▶ **WHAT THE EXERCISE ASKS**: Once the line holding "of the river" is written out, stop; begin at the first line of the material below and retype exactly, dropping pictures.

▶ **DATA**:
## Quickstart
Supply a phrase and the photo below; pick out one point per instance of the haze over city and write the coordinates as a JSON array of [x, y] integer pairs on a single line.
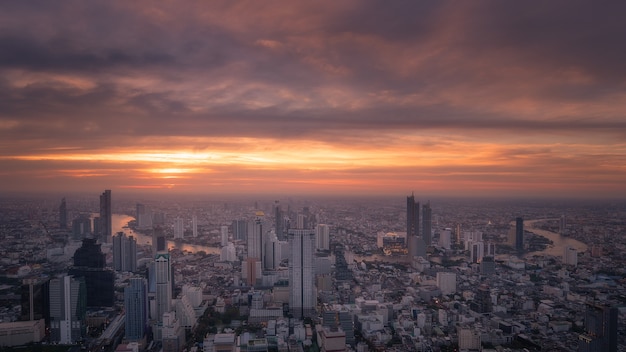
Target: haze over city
[[444, 98]]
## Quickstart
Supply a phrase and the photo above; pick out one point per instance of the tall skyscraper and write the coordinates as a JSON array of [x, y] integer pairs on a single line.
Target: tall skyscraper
[[81, 227], [63, 214], [427, 223], [124, 253], [194, 225], [179, 228], [136, 306], [322, 237], [302, 295], [163, 279], [106, 216], [67, 309], [601, 325], [159, 243], [35, 300], [412, 225], [89, 263], [412, 216], [255, 239], [519, 235], [278, 220]]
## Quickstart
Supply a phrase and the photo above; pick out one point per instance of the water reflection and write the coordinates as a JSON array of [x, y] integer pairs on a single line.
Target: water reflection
[[120, 224]]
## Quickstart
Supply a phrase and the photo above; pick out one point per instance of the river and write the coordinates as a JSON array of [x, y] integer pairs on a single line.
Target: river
[[559, 242], [120, 224]]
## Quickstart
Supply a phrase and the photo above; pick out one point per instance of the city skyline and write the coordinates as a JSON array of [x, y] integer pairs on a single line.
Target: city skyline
[[446, 99]]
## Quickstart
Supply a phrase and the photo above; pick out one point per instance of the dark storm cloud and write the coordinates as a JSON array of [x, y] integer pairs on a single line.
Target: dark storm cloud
[[461, 59]]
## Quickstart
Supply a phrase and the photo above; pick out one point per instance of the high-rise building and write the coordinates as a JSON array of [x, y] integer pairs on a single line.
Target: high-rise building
[[601, 326], [81, 227], [35, 300], [322, 237], [239, 229], [106, 216], [163, 280], [159, 243], [255, 239], [446, 282], [63, 214], [194, 225], [412, 216], [570, 256], [124, 252], [67, 309], [302, 295], [136, 307], [89, 263], [427, 215], [224, 235], [179, 228], [519, 235]]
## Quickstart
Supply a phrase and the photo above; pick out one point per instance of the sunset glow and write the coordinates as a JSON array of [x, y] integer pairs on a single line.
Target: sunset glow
[[313, 98]]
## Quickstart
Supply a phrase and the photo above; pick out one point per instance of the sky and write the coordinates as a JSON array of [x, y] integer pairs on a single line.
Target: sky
[[459, 98]]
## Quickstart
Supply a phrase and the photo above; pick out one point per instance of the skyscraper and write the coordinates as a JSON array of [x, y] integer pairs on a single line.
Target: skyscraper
[[412, 216], [67, 309], [600, 329], [163, 279], [179, 228], [136, 306], [427, 223], [90, 262], [322, 237], [302, 295], [519, 235], [124, 253], [63, 214], [106, 219], [35, 300]]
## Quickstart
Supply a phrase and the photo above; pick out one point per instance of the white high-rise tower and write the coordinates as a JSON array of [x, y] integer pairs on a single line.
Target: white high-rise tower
[[302, 293]]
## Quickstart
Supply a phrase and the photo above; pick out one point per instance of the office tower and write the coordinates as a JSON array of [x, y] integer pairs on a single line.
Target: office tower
[[412, 225], [239, 229], [339, 316], [179, 228], [67, 309], [519, 235], [255, 239], [278, 219], [124, 253], [35, 300], [482, 300], [63, 214], [224, 235], [570, 256], [136, 307], [163, 280], [144, 217], [302, 295], [89, 263], [477, 252], [412, 216], [427, 214], [488, 266], [322, 237], [444, 238], [81, 227], [194, 225], [446, 282], [159, 243], [106, 217], [601, 326]]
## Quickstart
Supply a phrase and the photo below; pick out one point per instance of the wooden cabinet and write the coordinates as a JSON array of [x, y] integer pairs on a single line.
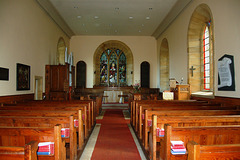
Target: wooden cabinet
[[57, 82]]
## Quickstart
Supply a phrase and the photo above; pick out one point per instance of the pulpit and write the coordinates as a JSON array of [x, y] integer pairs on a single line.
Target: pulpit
[[182, 92]]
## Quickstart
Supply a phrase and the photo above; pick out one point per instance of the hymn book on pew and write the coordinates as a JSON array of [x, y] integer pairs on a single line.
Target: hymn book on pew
[[177, 147]]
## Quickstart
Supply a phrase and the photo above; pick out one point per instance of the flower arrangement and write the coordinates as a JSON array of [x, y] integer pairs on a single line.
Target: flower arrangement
[[136, 87]]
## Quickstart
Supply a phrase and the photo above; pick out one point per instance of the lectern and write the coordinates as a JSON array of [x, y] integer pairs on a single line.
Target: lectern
[[182, 92]]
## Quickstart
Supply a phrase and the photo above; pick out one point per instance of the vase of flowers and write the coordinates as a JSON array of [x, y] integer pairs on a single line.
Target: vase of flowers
[[136, 87]]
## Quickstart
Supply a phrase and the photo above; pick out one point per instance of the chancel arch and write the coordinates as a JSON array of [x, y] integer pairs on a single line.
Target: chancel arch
[[145, 74], [81, 74], [61, 47], [164, 65], [113, 64], [200, 50]]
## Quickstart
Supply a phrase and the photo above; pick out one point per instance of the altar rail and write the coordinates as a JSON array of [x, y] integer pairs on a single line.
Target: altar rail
[[98, 90]]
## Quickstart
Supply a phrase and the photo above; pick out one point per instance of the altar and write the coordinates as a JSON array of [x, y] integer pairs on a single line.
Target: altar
[[113, 96]]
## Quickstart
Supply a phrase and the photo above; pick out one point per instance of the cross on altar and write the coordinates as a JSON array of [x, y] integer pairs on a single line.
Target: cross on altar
[[192, 70]]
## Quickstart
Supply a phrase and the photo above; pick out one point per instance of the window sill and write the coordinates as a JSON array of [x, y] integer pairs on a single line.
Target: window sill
[[203, 94]]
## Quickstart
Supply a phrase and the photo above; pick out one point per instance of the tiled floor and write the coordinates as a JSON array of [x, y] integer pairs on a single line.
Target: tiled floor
[[93, 138]]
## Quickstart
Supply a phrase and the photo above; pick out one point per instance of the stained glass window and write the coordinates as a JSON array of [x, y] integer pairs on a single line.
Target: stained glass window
[[113, 67], [206, 57], [122, 69], [103, 68]]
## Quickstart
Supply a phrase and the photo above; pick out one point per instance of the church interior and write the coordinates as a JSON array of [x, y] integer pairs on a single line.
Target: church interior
[[118, 79]]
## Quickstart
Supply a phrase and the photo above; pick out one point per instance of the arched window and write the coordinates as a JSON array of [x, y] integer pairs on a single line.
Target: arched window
[[206, 57], [200, 51], [113, 67]]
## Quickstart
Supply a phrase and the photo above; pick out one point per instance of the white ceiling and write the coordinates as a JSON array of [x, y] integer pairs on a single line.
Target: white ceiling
[[112, 17]]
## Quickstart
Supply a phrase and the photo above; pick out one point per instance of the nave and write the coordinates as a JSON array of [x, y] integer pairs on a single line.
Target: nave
[[113, 136]]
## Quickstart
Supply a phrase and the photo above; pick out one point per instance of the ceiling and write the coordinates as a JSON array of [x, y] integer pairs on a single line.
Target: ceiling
[[113, 17]]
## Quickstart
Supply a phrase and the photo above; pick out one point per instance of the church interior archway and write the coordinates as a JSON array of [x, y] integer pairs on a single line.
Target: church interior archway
[[61, 47], [145, 74], [117, 55]]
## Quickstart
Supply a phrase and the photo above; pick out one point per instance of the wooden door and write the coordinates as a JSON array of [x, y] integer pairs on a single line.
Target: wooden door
[[145, 74]]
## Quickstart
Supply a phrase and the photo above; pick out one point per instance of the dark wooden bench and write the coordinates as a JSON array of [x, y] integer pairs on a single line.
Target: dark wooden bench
[[89, 103], [206, 152], [141, 108], [52, 111], [158, 103], [66, 122], [26, 152], [149, 113], [203, 135], [19, 136]]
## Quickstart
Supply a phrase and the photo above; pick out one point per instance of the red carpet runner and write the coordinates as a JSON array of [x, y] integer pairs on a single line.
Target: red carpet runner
[[115, 141]]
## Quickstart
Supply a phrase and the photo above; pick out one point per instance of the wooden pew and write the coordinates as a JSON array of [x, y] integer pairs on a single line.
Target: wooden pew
[[66, 122], [161, 103], [206, 152], [49, 112], [204, 135], [149, 113], [19, 136], [90, 106], [26, 152], [36, 113], [185, 121]]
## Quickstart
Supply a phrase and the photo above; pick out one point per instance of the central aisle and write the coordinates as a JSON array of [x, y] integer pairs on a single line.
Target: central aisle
[[115, 141]]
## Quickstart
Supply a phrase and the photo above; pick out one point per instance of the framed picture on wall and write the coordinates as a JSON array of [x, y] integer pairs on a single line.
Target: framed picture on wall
[[23, 77]]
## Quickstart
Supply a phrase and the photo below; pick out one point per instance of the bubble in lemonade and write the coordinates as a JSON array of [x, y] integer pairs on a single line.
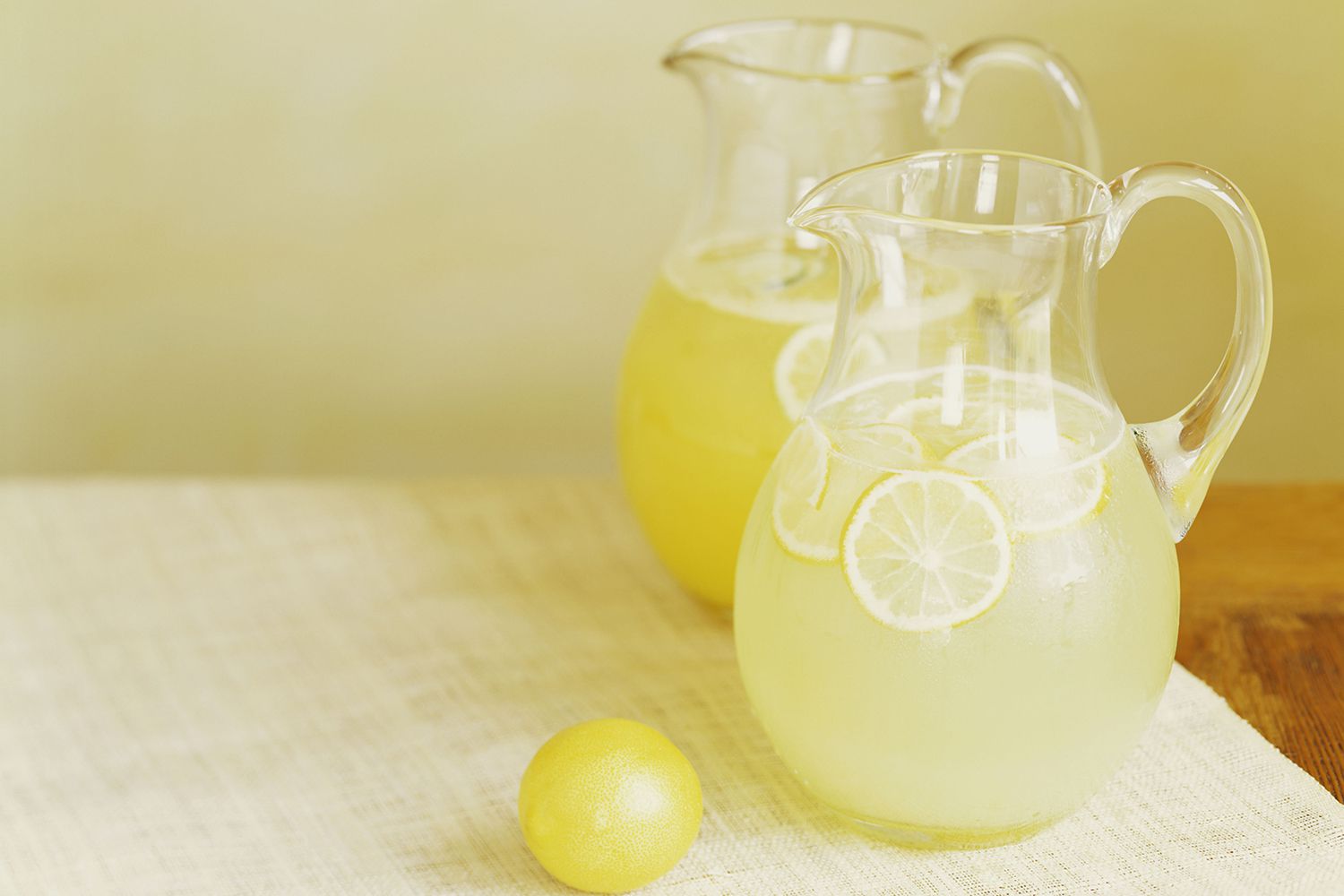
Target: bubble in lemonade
[[954, 619], [725, 357]]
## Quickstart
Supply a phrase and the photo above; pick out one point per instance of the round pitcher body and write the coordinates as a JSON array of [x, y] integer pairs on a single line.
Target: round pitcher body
[[957, 594], [952, 651], [711, 384]]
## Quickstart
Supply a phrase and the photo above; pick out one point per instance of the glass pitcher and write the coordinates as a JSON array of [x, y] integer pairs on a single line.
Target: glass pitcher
[[957, 592], [734, 333]]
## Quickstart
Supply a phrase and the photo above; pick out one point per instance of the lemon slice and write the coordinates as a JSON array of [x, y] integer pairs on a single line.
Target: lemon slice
[[926, 551], [895, 441], [803, 362], [814, 495], [1039, 493]]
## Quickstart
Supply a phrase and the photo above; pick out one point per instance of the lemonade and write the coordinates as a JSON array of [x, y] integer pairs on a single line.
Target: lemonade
[[725, 357], [956, 603], [723, 360]]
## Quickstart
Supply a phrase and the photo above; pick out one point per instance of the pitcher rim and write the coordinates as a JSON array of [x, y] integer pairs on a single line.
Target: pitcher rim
[[680, 51], [800, 217]]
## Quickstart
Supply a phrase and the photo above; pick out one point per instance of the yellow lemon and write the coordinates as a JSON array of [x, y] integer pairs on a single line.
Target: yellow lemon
[[609, 805]]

▶ **EXERCISE ANSWER**:
## Quickstart
Supply a phrase and the photo below; pick out one point per instance of the haze over city and write the coordinates as a JSON array of [x, y] integer pairs on a single line.
Target: haze over city
[[444, 98]]
## Quickstart
Supply a phrase and the photo above; pick out one point per instance of the tall skyscraper and write the coordinates as a JSON array of [x, y] integer pairs on a single line.
Target: tall skyscraper
[[81, 227], [63, 214], [427, 223], [124, 253], [194, 225], [179, 228], [136, 306], [322, 237], [302, 295], [163, 279], [106, 216], [67, 309], [601, 325], [159, 243], [35, 300], [412, 225], [89, 263], [412, 216], [255, 239], [519, 235], [278, 220]]
## Quickstart
Supply a phrase and the photo above; pick out one point per instance of the water reflection and write the coordinates as a JSON array of [x, y] integer pairs on a single line.
Target: water reflection
[[120, 224]]
## Quickstart
Supply a phrase and the photo above; pick out one point per instance of the river and write the coordinates as a JSON array of [x, y] integer pairs on a single line.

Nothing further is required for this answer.